**Short exercise**
Gather each line in the records below that contains the word "distant" and copy those lines out in full.

**Data for the task**
···
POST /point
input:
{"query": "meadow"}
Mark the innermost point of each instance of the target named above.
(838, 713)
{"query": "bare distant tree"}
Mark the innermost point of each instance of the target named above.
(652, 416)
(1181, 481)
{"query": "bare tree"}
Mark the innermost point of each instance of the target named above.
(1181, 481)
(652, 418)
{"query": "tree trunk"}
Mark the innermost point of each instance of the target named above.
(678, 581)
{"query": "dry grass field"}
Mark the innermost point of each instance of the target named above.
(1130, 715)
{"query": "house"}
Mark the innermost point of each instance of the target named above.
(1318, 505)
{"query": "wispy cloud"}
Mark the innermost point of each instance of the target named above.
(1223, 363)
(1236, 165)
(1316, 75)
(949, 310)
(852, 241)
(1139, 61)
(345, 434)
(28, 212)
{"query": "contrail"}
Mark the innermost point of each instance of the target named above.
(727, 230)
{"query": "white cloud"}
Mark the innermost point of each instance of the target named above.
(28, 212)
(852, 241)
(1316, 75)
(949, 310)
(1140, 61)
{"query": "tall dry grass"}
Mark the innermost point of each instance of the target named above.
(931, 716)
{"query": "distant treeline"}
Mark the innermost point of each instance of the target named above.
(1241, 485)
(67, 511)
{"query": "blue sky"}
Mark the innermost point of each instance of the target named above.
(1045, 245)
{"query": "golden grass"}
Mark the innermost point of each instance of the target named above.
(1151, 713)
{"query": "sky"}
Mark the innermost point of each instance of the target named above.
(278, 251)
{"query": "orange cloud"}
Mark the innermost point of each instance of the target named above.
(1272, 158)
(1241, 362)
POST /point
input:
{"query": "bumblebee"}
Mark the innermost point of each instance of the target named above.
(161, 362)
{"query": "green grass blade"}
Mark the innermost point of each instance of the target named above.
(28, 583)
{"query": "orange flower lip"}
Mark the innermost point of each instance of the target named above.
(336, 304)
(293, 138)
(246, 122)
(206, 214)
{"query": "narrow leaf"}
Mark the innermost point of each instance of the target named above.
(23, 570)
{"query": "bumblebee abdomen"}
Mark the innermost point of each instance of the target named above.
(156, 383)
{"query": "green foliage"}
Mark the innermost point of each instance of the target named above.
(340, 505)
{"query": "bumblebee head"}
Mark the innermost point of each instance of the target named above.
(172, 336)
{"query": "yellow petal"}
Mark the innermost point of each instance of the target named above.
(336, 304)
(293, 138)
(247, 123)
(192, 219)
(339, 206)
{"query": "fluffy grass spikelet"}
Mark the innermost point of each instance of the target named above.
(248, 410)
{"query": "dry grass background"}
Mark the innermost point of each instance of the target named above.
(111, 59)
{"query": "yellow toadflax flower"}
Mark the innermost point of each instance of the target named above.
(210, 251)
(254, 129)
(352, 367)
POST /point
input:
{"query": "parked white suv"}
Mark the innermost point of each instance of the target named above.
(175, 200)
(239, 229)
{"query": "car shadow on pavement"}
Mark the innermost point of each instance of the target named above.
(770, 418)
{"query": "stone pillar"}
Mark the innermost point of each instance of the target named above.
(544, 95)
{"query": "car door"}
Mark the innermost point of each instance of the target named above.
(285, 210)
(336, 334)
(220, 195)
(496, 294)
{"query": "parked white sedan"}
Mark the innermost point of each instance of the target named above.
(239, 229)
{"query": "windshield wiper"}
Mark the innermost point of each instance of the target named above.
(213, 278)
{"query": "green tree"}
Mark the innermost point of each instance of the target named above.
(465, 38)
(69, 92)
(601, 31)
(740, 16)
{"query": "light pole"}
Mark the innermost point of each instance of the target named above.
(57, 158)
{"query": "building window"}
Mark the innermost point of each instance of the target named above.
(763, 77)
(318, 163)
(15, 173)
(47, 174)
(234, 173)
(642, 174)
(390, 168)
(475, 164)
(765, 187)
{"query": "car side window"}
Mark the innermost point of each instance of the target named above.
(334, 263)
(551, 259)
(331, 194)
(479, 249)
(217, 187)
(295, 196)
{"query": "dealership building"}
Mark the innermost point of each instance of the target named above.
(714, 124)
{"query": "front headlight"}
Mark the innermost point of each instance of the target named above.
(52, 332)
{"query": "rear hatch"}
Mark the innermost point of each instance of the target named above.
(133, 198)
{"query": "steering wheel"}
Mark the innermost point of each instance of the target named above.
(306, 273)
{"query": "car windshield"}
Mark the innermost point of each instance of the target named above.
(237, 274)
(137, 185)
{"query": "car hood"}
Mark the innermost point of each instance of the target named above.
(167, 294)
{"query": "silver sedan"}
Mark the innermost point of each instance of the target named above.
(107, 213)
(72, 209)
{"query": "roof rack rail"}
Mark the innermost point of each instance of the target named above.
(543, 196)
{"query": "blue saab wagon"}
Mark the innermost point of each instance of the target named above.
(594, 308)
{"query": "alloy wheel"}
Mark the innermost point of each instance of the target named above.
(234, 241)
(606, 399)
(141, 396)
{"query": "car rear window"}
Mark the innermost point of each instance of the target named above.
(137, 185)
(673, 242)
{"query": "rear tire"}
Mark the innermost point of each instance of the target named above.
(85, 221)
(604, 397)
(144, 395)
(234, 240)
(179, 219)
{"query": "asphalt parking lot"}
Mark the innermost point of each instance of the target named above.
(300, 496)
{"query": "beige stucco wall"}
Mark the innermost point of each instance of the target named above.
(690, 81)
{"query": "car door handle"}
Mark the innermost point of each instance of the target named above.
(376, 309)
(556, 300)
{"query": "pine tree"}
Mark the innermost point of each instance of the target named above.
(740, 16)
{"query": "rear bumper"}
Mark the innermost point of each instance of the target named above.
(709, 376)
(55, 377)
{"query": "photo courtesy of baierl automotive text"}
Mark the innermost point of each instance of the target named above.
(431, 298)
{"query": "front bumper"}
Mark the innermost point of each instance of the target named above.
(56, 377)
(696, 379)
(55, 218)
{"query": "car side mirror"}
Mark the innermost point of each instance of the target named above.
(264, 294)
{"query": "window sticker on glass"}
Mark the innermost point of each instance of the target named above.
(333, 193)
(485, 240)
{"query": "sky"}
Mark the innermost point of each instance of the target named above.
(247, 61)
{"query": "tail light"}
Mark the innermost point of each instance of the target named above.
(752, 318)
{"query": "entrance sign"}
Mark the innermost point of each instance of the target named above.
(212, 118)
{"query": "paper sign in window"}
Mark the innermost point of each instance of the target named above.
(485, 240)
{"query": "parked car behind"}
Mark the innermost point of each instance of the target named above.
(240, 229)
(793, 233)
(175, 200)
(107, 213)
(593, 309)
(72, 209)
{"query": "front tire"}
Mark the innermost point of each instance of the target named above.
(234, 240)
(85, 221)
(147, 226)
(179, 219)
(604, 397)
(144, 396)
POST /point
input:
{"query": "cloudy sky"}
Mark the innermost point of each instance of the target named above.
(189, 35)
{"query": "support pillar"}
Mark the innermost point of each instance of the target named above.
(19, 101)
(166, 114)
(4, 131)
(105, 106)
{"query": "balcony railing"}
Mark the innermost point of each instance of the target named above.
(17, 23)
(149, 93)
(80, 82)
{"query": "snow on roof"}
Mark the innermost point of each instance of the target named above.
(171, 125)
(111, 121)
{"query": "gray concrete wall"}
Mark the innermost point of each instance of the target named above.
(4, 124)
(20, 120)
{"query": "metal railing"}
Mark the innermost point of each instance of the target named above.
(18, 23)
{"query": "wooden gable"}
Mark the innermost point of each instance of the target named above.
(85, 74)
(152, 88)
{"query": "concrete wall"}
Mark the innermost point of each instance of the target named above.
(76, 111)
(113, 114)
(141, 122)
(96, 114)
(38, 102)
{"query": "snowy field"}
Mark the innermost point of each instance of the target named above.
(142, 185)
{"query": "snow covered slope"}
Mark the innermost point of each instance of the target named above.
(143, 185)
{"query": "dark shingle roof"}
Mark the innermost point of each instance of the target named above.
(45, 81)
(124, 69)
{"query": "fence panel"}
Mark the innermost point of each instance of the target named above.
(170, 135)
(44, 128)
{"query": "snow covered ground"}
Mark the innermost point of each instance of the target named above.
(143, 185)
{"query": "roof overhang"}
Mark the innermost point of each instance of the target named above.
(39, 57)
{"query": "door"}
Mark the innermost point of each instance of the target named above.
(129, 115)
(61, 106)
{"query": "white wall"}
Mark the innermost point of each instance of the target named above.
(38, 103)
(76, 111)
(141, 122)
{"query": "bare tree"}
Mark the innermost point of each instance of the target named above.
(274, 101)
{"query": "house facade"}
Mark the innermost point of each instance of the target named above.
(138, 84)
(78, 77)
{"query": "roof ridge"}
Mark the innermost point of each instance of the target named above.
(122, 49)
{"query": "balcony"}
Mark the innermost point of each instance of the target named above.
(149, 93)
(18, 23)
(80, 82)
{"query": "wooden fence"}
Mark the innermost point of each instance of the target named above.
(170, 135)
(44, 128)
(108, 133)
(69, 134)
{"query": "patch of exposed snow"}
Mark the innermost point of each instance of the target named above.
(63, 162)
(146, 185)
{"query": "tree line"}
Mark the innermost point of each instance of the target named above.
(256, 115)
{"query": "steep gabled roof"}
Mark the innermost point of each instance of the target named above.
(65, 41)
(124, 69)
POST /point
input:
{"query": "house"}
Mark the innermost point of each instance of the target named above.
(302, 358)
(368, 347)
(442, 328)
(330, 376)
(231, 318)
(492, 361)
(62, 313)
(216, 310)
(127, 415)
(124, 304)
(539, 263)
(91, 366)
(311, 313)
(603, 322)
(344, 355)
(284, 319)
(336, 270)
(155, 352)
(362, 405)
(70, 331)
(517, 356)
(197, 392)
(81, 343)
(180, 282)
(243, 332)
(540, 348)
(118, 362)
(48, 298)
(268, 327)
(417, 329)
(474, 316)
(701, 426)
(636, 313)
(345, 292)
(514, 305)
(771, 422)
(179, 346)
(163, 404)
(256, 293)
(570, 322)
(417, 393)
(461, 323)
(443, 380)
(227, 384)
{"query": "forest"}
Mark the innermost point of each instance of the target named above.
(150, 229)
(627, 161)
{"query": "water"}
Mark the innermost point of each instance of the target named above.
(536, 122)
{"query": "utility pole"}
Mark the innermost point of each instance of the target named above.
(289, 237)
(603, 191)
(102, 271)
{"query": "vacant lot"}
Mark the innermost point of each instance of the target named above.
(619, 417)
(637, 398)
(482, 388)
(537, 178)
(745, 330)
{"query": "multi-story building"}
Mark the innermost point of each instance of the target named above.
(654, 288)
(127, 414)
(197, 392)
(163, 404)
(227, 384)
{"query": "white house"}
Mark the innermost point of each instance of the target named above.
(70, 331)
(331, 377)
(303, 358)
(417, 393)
···
**Response below**
{"query": "bare distant tree"}
{"query": "distant treeline"}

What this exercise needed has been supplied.